## PAGE EXCERPT
**********
MapR formats and uses disks for the Lockless Storage Services layer (MapR-FS), recording these disks in the file disktab. In a production environment, or when testing performance, MapR should be configured to use physical hard drives and partitions. In some cases, it is necessary to reinstall the operating system on a node so that the physical hard drives are available for direct use by MapR. Reinstalling the operating system provides an unrestricted opportunity to configure the hard drives. If the installation procedure assigns hard drives to be managed by the Linux Logical Volume manger (LVM) by default, you should explicitly remove from LVM configuration the drives you plan to use with MapR. It is common to let LVM manage one physical drive containing the operating system partition(s) and to leave the rest unmanaged by LVM for use with MapR.
To determine if a disk or partition is ready for use by MapR:
- Run the command sudo lsof <partition> to determine whether any processes are already using the disk or partition.
- There should be no output when running sudo fuser <partition>, indicating there is no process accessing the specific disk or partition.
- The disk or partition should not be mounted, as checked via the output of the mount command.
- The disk or partition should not have an entry in the /etc/fstab file.
- The disk or partition should be accessible to standard Linux tools such as mkfs. You should be able to successfully format the partition using a command like sudo mkfs.ext3 <partition> as this is similar to the operations MapR performs during installation. If mkfs fails to access and format the partition, then it is highly likely MapR will encounter the same problem.
Any disk or partition that passes the above testing procedure can be added to the list of disks and partitions passed to the disksetup command.
To specify disks or partitions for use by MapR:
- Create a text file /tmp/disks.txt listing disks and partitions for use by MapR. Each line lists a single disk, or partitions on a single disk. Example:
/dev/sdb /dev/sdc1 /dev/sdc2 /dev/sdc4 /dev/sdd
Later, when you run disksetup to format the disks, specify the disks and partitions file. Example:
disksetup -F /tmp/disks.txt

You should run disksetup only after running configure.sh.
To test without formatting physical disks:
If you do not have physical partitions or disks available for reformatting, you can test MapR by creating a flat file and including a path to the file in the disk list file. You should create at least a 16GB file or larger.
**********
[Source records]
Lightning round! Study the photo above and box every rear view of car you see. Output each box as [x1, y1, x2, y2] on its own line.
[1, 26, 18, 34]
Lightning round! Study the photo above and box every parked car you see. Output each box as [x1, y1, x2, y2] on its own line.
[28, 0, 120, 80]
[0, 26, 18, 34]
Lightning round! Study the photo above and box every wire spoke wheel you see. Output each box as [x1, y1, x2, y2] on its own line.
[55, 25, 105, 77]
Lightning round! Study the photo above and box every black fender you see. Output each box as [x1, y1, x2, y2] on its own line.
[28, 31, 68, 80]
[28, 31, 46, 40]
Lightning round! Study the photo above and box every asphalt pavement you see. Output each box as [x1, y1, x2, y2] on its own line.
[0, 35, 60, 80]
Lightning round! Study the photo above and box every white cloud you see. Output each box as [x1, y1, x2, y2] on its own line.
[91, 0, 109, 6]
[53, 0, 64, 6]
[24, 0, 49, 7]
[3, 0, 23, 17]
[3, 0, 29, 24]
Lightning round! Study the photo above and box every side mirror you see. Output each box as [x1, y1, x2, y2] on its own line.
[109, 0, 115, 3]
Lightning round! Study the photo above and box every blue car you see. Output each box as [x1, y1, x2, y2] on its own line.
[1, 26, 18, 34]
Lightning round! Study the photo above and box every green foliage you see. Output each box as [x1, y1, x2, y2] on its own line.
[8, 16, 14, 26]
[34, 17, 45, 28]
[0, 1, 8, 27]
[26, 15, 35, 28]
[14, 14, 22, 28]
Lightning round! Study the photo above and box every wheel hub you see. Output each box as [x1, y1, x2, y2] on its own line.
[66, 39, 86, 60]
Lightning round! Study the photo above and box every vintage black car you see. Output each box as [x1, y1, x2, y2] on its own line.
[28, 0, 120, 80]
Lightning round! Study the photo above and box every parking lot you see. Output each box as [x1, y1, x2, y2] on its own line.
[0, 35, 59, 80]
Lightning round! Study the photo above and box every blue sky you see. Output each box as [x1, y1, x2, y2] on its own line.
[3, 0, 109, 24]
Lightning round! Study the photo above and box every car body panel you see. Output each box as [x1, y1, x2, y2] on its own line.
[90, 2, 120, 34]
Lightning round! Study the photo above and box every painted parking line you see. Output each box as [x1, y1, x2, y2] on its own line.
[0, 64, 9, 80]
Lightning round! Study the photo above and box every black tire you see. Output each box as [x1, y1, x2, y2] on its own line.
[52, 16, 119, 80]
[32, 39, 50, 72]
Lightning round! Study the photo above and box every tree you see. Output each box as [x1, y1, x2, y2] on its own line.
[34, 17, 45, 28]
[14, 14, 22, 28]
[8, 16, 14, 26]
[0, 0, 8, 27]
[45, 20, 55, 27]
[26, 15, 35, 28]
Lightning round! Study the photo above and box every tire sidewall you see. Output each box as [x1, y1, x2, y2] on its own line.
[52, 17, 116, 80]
**********
## REQUEST
List every device path that appears in the sample disk list shown in the MapR disk setup text. Rely only on the MapR disk setup text; the listing plays no part.

## SOLVED EXERCISE
/dev/sdb, /dev/sdc1, /dev/sdc2, /dev/sdc4, /dev/sdd